## THE DATA
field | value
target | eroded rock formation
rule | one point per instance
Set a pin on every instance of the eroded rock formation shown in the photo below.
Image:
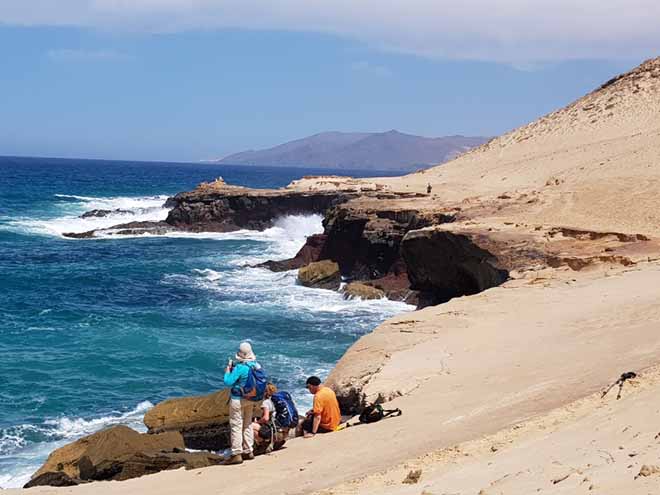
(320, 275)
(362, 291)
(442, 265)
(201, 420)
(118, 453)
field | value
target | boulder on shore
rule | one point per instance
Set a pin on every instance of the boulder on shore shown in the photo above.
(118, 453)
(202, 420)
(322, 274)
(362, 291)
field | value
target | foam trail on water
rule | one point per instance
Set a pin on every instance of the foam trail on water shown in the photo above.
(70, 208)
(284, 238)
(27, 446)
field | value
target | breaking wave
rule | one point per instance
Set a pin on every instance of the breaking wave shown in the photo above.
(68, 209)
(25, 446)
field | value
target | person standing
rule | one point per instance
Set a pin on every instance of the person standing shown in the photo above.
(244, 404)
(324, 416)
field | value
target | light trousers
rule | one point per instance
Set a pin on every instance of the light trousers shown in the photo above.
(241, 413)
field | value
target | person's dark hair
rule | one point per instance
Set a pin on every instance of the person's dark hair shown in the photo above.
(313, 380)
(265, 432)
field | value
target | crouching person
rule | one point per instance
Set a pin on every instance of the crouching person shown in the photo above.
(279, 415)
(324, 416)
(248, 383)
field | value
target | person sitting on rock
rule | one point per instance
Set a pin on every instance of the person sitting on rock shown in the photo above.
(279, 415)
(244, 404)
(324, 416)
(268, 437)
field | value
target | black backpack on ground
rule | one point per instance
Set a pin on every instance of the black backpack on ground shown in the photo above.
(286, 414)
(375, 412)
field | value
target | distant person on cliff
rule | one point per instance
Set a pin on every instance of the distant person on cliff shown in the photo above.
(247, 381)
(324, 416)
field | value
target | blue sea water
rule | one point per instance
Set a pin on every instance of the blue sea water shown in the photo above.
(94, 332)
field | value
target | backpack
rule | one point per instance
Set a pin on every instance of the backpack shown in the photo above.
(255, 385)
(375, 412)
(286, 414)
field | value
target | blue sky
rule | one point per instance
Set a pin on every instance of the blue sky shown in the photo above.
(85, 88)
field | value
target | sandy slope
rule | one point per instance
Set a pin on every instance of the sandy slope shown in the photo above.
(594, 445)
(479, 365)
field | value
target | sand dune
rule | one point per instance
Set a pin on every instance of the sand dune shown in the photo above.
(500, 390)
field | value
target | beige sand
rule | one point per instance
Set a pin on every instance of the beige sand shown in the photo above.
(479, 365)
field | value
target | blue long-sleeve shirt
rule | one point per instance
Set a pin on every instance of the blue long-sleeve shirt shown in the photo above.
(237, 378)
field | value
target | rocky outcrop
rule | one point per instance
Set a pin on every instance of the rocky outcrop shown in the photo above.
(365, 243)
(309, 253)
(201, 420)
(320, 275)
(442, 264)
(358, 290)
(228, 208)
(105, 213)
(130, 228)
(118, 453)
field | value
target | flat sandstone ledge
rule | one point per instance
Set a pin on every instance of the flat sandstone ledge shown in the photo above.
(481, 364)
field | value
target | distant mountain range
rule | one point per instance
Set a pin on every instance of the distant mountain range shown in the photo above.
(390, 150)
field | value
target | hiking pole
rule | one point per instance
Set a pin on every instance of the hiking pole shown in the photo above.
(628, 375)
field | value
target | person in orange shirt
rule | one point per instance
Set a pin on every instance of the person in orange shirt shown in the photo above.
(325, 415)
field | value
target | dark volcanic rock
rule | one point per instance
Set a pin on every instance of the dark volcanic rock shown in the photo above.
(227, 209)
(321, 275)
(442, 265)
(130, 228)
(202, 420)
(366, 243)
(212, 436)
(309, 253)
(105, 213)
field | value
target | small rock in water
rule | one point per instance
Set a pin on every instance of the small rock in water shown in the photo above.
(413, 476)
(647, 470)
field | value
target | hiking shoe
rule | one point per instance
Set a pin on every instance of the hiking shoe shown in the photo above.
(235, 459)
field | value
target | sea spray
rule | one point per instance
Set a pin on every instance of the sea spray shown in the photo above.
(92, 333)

## EXERCISE DETAILS
Reproduce the data verbatim. Do not carry any picture into the copy.

## OUTPUT FOR THIS TASK
field | value
target | eroded rock formation
rule | one point per instance
Set a pin on every instance of the eroded rock formation shown in the photo below.
Image:
(320, 275)
(362, 291)
(442, 265)
(201, 420)
(118, 453)
field | value
target | boulder on shore
rule | one point per instance
Set a pin on every instance of the boulder on shore shown in the photo above.
(118, 453)
(202, 420)
(322, 274)
(362, 291)
field | value
target | foam trail on water
rule | one point per instance
Set a pin on every instance of the foam trail on water shown in the photo above.
(70, 208)
(284, 238)
(27, 446)
field | value
target | breaking wave
rule | one point per instance
Set a pin on every instance of the breaking wave shown in the photo above.
(68, 209)
(25, 446)
field | value
target | person standing
rule | one point per instance
Set a pin on every instance of the person standing shown in the photo above.
(244, 404)
(324, 416)
field | value
target | light trousers
rule | one point per instance
Set a pin on every instance of the light trousers shown in the photo above.
(241, 413)
field | value
target | person's dark hair
rule | one point per instance
Set a pin on every instance of the person's dark hair shown in the photo above.
(313, 380)
(265, 432)
field | value
target | crouching person
rule | one point per instance
Set a pin on every instance of the crouching person shown in the photo above.
(279, 415)
(324, 416)
(248, 383)
field | value
target | person sitting on rock
rule | one point per instance
Set a pin on every instance of the person sitting on rock shown in the photo above.
(279, 415)
(244, 404)
(324, 416)
(268, 437)
field | value
target | black backpack on ground
rule | one point per instance
Set a pin on every instance of the black backpack on ground shown in the photo above.
(286, 414)
(375, 412)
field | value
target | distant person on cliff
rule | one point per instance
Set a pin on every instance of the distant person on cliff shown in the photo above.
(247, 381)
(324, 416)
field | value
target | blue sea water
rule | one point per instance
Set a pin on every instance of the blue sea water shown in the photo above.
(94, 332)
field | value
target | backpack
rule | one point per instance
Set a pin on every instance of the backpack shown in the photo above.
(255, 385)
(375, 412)
(286, 414)
field | value
target | blue sky
rule | one point per instance
Set a pin on every instance of the blue sky shown in the photo above.
(85, 88)
field | value
target | sandy slope
rule | one point per instance
Set a pin on every instance of the sandy slope shown in the photo above.
(594, 445)
(479, 365)
field | value
target | sand dune
rule | one point per instance
Set a pin on every instance of the sand dune shown in the photo above.
(500, 390)
field | value
target | beige sand
rule | one point per instance
Set a pin on every instance of the beige sand shown in the photo above.
(479, 365)
field | value
target | blue long-sleeve shirt
rule | one point per instance
Set a pin on every instance of the blue long-sleeve shirt shown in the photo above.
(237, 378)
field | value
target | rocky outcrop
rule | one point per instance
Set a pin on every instance of the rocky outcrop shown in the photo above.
(365, 243)
(309, 253)
(201, 420)
(320, 275)
(442, 264)
(358, 290)
(228, 208)
(105, 213)
(130, 228)
(118, 453)
field | value
target | flat sandstone ledge
rule | one point per instance
Set a pin on every instance of the flat sandstone ledge shown in the photo above.
(481, 364)
field | value
target | distant mountain range
rule | one point per instance
Set a pin on every instance of the distant mountain range shown in the photo above.
(390, 150)
field | value
target | hiking pole
rule | one point per instance
Set a pin on every instance of the hiking pole shown in the photo above.
(628, 375)
field | value
target | person in orange shirt
rule | one point per instance
Set a pin on every instance of the person in orange shirt shown in the photo above.
(325, 415)
field | value
target | dark volcanic rock
rule | one point per instance
Set a pin on every instance of the dark volcanic rock shown in the photo above.
(227, 209)
(321, 275)
(442, 265)
(130, 228)
(202, 420)
(366, 243)
(212, 436)
(309, 253)
(105, 213)
field | value
target | small rock in water
rule | one point per instance
Set a pin on every instance of the small rock in water shown in the photo above.
(413, 476)
(647, 470)
field | value
target | hiking shoe
rule | one point per instance
Set a pin on every instance of the hiking shoe shown in the photo above.
(235, 459)
field | value
target | sea spray
rule | one point per instance
Set a pin on every instance of the sea spray shown in the photo above.
(92, 333)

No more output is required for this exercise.